**Exercise instructions:** Locate the line that contains "of the curved". Print it and each following line through the end of the listing, verbatim, and nothing more.

**Extracted material:**

━━━━━━━━━━

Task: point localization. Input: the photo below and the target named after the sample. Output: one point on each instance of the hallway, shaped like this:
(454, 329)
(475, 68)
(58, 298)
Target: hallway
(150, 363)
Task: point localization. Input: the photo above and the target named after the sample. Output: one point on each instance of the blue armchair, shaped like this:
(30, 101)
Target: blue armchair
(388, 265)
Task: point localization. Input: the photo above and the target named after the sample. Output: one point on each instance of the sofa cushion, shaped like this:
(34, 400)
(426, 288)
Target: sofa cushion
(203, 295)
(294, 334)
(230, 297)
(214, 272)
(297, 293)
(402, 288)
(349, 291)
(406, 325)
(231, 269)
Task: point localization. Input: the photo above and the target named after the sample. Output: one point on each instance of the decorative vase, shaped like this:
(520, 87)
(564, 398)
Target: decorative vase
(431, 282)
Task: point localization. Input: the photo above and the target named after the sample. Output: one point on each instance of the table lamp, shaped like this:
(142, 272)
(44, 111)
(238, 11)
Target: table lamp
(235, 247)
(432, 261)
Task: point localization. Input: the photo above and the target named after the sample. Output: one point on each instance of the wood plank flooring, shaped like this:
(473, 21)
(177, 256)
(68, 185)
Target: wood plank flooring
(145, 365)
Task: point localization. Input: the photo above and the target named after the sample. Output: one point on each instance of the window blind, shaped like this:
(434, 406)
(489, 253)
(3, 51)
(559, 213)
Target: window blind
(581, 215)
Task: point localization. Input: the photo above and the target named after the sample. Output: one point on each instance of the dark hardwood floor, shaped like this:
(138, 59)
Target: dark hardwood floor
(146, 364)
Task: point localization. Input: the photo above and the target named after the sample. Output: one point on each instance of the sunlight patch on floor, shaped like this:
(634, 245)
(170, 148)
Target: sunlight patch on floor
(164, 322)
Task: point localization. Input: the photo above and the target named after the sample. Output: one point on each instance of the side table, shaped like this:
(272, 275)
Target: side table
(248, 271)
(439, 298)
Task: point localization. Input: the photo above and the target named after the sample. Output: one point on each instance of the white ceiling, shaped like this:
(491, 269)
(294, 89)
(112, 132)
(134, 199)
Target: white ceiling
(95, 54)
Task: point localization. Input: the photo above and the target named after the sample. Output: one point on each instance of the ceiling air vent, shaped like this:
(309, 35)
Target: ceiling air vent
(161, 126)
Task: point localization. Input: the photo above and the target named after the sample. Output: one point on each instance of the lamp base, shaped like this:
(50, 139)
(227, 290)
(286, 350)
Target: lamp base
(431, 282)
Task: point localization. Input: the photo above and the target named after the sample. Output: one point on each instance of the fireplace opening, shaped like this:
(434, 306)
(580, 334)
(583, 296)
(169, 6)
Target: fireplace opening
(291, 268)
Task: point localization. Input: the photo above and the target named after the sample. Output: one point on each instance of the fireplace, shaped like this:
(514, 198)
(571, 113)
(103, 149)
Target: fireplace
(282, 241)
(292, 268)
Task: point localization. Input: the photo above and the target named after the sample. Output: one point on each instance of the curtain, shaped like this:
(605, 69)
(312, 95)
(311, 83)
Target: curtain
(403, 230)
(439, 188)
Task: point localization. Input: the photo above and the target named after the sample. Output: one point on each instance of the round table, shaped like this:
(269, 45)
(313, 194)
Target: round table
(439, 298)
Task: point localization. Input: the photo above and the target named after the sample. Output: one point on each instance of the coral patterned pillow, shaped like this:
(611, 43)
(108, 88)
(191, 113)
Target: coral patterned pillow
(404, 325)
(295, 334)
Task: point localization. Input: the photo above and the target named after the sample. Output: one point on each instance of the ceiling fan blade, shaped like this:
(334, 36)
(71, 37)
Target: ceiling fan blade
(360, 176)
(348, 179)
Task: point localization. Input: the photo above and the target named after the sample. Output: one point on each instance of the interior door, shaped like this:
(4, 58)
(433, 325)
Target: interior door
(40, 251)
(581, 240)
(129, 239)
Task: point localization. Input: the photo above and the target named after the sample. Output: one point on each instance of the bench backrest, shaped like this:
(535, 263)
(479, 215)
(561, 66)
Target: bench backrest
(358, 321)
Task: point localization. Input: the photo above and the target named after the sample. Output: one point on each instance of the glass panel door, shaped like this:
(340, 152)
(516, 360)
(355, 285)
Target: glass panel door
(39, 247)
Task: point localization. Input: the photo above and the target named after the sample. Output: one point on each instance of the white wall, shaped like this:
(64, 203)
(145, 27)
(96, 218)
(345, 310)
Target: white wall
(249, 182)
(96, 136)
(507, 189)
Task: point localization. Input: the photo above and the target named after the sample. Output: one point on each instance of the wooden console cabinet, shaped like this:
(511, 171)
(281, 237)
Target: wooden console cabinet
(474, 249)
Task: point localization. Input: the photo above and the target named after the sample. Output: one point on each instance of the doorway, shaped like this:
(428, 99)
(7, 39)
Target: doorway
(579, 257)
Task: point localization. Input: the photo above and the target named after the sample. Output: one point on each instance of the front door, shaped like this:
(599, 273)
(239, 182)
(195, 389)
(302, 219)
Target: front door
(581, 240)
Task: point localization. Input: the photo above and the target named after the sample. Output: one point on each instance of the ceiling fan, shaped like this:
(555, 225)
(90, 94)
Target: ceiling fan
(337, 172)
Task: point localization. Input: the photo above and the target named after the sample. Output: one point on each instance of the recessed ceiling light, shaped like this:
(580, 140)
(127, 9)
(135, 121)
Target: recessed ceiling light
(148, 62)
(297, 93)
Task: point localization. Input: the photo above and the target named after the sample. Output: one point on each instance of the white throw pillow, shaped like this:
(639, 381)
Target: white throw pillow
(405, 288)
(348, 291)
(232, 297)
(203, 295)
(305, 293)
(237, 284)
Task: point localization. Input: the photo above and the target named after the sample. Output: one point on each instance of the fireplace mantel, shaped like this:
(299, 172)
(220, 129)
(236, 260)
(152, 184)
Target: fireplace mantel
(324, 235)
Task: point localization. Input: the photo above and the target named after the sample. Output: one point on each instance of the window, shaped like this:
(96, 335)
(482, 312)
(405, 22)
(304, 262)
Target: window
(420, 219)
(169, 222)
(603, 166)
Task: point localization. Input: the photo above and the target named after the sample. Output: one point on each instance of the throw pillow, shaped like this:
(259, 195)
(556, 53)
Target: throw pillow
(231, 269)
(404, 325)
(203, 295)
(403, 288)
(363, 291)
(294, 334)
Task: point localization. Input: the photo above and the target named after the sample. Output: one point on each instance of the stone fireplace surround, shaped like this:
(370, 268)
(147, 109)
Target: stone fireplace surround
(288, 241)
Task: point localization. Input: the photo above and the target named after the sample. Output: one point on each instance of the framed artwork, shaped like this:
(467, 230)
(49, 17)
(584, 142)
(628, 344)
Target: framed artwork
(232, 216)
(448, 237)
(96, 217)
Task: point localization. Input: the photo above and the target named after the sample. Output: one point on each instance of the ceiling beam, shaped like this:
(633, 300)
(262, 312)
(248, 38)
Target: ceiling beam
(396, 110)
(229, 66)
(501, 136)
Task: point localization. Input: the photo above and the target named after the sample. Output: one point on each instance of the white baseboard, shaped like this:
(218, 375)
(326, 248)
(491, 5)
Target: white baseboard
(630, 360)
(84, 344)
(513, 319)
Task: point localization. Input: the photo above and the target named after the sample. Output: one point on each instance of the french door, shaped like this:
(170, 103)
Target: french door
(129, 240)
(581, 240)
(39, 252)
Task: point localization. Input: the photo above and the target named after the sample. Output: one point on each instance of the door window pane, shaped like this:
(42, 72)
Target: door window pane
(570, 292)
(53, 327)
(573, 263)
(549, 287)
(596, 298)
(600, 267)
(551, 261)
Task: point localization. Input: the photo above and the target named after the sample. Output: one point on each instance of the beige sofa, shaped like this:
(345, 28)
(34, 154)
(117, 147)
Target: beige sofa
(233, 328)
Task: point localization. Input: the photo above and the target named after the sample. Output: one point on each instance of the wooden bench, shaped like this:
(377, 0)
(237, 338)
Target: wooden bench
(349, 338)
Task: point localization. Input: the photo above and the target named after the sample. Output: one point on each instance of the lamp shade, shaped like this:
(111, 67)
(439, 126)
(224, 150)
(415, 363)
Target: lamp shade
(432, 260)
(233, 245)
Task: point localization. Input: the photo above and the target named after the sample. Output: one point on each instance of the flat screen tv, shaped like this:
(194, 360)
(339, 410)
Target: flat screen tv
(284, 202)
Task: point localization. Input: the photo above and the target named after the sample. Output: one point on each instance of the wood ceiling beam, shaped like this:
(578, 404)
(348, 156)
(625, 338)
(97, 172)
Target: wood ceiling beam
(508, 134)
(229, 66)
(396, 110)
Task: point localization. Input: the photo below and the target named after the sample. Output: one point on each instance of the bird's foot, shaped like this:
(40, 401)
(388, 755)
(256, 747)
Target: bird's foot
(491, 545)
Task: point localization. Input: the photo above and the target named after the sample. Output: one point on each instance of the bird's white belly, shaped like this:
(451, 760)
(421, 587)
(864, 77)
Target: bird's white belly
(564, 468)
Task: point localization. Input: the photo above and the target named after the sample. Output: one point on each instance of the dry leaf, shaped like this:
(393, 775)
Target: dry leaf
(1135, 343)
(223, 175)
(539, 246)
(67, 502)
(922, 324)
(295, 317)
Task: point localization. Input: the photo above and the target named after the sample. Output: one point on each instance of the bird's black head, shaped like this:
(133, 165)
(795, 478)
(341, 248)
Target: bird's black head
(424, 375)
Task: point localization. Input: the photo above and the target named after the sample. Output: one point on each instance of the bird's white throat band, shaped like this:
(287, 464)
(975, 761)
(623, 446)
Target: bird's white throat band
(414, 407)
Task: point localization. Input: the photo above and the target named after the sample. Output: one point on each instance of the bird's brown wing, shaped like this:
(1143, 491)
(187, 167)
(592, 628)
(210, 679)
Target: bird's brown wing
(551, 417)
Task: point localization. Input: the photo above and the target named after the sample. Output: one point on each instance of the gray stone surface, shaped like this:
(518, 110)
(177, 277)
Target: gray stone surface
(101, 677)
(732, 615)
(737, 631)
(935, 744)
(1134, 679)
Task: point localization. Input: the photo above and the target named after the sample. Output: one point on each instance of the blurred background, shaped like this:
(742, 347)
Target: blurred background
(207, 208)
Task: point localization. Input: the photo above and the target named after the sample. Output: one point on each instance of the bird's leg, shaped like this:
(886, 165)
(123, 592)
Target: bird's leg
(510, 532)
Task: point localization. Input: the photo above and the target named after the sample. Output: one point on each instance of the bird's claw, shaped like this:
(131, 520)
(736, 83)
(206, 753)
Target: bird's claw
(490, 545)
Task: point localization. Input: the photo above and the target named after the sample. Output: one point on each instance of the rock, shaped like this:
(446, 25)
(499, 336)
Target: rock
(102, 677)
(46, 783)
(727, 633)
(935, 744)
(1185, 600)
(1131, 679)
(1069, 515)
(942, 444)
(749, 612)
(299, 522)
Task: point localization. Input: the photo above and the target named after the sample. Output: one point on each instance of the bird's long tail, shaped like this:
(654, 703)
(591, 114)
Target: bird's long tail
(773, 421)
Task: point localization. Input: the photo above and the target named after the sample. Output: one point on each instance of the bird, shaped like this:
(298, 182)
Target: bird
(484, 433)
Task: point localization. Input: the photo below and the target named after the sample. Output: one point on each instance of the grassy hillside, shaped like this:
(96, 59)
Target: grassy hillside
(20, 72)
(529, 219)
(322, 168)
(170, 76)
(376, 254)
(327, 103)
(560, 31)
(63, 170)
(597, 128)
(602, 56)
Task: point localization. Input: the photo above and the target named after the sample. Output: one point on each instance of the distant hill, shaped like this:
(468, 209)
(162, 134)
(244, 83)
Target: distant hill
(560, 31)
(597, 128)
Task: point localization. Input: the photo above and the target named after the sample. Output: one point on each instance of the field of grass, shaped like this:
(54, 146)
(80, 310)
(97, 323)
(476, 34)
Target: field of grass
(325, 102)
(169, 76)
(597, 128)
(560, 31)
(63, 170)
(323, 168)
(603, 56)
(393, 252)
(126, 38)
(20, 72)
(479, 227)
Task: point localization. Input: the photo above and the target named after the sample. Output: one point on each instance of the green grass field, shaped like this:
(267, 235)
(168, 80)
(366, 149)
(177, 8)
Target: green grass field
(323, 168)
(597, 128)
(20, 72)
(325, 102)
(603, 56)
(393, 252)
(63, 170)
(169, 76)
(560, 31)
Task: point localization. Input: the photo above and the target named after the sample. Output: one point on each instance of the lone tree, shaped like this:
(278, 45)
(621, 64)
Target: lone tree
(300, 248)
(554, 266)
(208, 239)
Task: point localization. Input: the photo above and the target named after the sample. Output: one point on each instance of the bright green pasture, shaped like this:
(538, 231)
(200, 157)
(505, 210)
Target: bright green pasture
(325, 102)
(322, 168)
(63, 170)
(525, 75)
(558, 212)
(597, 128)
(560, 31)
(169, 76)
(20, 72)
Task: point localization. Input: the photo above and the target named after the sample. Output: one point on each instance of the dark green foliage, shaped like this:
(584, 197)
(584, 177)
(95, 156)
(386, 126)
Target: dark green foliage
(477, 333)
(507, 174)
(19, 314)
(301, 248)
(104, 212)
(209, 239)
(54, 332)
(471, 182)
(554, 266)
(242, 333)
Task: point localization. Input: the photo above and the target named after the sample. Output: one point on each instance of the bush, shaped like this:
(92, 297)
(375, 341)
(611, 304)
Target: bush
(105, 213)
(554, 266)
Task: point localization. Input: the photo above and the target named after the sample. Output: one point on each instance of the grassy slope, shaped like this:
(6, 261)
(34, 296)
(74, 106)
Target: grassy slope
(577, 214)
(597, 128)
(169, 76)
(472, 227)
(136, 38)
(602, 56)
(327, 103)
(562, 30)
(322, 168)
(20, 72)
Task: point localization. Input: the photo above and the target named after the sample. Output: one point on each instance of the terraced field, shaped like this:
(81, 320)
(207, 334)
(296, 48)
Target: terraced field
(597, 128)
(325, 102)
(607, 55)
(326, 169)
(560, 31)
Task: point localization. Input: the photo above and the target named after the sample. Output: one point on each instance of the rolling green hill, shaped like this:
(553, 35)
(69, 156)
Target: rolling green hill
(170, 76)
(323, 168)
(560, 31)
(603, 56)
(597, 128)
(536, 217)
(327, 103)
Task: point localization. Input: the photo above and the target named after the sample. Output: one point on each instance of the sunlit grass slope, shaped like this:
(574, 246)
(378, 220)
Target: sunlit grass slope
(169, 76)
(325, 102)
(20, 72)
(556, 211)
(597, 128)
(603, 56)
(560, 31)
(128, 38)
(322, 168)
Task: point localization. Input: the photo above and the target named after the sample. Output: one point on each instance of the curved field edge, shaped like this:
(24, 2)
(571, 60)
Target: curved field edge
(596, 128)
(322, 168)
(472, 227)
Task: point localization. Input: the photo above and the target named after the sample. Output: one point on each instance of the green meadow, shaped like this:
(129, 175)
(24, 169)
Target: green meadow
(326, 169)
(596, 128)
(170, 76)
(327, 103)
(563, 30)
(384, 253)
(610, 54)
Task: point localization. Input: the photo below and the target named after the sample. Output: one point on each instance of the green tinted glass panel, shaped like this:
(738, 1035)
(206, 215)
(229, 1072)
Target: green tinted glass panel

━━━━━━━━━━

**Task answer:**
Task: point localization. Input: the photo above and the target named after the sample. Output: one point on each instance of the curved field edge, shaped like this:
(24, 2)
(571, 60)
Target: curved field edge
(596, 128)
(322, 168)
(472, 227)
Task: point localization. Input: the photo above and the target named after the sample. Output: one point on each instance of the green meadow, shaped like this:
(129, 175)
(24, 169)
Target: green meadow
(326, 169)
(596, 128)
(170, 76)
(327, 103)
(563, 30)
(384, 253)
(610, 54)
Task: point localization. Input: the photo below and the target named after the sample. Output: one point on each instance of the green tinted glass panel, shaped like this:
(738, 1035)
(206, 215)
(229, 1072)
Target: green tinted glass panel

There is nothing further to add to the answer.